SHORT TASK
Please count the lines in the records below that contain the string "brick", with case counting, and reply with only the number.

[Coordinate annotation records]
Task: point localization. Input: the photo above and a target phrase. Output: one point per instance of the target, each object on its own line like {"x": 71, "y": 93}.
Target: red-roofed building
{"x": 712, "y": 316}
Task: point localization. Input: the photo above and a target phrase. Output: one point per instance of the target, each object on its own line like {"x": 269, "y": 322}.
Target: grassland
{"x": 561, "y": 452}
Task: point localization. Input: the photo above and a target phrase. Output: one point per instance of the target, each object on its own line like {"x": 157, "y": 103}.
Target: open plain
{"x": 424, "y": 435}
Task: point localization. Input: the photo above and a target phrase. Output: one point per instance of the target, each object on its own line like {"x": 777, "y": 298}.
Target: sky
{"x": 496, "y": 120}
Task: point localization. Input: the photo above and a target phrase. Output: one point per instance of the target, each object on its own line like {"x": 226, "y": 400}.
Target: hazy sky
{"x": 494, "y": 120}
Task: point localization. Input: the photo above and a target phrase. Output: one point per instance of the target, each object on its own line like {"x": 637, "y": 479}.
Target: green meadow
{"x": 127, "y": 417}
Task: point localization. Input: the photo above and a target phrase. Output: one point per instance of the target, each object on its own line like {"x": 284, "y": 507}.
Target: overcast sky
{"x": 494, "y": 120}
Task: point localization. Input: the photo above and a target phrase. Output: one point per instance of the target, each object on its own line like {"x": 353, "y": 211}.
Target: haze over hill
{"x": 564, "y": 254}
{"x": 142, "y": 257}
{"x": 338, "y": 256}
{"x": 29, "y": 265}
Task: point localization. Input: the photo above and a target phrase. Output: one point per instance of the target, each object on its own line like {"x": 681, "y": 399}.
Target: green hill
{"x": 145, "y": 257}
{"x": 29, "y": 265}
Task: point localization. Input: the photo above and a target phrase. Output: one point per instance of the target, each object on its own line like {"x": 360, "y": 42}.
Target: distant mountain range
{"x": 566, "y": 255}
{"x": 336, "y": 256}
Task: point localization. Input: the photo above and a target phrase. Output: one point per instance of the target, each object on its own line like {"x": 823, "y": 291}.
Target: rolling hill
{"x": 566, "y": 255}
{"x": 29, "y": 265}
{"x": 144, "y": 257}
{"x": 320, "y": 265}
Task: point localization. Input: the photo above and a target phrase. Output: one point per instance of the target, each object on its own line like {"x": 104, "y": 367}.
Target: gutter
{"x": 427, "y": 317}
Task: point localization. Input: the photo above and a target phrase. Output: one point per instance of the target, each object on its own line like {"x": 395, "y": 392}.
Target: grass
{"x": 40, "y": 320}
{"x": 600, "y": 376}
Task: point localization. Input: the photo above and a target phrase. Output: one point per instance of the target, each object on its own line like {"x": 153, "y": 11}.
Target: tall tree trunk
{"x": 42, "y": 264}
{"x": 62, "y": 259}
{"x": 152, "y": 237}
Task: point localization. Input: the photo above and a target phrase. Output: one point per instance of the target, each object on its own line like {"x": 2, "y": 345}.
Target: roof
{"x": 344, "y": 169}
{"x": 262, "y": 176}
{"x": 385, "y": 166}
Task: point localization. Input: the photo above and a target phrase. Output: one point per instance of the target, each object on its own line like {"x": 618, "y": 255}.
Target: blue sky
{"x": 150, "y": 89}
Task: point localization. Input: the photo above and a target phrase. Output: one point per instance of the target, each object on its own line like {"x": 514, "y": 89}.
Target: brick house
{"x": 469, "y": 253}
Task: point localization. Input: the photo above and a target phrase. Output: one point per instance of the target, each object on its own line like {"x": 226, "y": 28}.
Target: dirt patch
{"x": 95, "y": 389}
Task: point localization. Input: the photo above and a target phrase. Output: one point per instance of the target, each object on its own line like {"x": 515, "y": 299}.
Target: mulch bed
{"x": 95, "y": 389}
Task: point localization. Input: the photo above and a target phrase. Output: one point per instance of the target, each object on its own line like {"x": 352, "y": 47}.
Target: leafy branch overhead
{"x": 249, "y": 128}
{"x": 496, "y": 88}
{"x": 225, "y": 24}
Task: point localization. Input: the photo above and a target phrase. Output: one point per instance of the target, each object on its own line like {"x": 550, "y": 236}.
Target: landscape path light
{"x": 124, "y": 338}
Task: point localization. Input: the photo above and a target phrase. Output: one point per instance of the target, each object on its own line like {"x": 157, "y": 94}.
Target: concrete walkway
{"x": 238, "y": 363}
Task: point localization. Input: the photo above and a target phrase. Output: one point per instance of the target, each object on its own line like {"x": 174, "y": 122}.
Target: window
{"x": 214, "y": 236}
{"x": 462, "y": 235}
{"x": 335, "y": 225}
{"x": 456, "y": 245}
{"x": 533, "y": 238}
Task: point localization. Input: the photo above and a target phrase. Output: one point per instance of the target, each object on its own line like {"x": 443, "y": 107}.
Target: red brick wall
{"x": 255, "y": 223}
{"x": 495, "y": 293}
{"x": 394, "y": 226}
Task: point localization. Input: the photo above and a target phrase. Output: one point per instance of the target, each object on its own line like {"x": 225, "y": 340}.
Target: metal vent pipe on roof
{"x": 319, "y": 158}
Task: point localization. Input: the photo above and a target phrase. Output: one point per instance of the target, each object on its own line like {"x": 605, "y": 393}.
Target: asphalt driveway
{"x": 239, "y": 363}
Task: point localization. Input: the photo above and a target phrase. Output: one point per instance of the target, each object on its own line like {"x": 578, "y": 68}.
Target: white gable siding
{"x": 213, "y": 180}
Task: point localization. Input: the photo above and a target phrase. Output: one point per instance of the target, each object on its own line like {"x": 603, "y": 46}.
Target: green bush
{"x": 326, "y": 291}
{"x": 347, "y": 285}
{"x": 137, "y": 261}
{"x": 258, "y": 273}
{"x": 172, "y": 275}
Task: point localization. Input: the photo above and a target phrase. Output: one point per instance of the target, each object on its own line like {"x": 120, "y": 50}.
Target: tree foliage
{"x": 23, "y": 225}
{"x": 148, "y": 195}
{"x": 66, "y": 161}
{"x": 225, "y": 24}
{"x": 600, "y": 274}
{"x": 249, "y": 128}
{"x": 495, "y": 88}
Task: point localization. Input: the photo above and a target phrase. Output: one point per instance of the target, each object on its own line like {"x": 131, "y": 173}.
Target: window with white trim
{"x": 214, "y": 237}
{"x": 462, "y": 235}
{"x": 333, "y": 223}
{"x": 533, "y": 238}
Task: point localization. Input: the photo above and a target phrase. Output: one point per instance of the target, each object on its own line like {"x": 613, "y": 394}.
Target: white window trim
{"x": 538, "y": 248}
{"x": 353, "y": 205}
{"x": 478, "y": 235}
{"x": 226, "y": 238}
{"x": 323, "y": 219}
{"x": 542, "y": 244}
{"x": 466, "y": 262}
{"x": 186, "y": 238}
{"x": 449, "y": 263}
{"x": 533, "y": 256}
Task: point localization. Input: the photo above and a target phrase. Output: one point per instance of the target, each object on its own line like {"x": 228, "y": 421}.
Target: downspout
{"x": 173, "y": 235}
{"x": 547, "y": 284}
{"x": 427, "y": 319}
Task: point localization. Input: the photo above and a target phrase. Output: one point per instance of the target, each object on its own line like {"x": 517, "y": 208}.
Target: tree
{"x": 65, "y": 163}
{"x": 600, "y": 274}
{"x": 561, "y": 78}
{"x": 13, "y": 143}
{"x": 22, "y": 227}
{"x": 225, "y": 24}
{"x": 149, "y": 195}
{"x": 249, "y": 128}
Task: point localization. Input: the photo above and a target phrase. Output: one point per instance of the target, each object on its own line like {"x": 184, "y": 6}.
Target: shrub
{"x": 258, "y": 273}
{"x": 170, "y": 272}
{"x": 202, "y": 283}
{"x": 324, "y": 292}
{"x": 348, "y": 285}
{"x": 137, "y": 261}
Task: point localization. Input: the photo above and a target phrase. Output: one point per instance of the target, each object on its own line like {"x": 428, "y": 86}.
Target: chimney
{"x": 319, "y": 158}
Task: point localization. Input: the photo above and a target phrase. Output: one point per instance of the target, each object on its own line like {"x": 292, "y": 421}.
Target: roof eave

EXERCISE ANSWER
2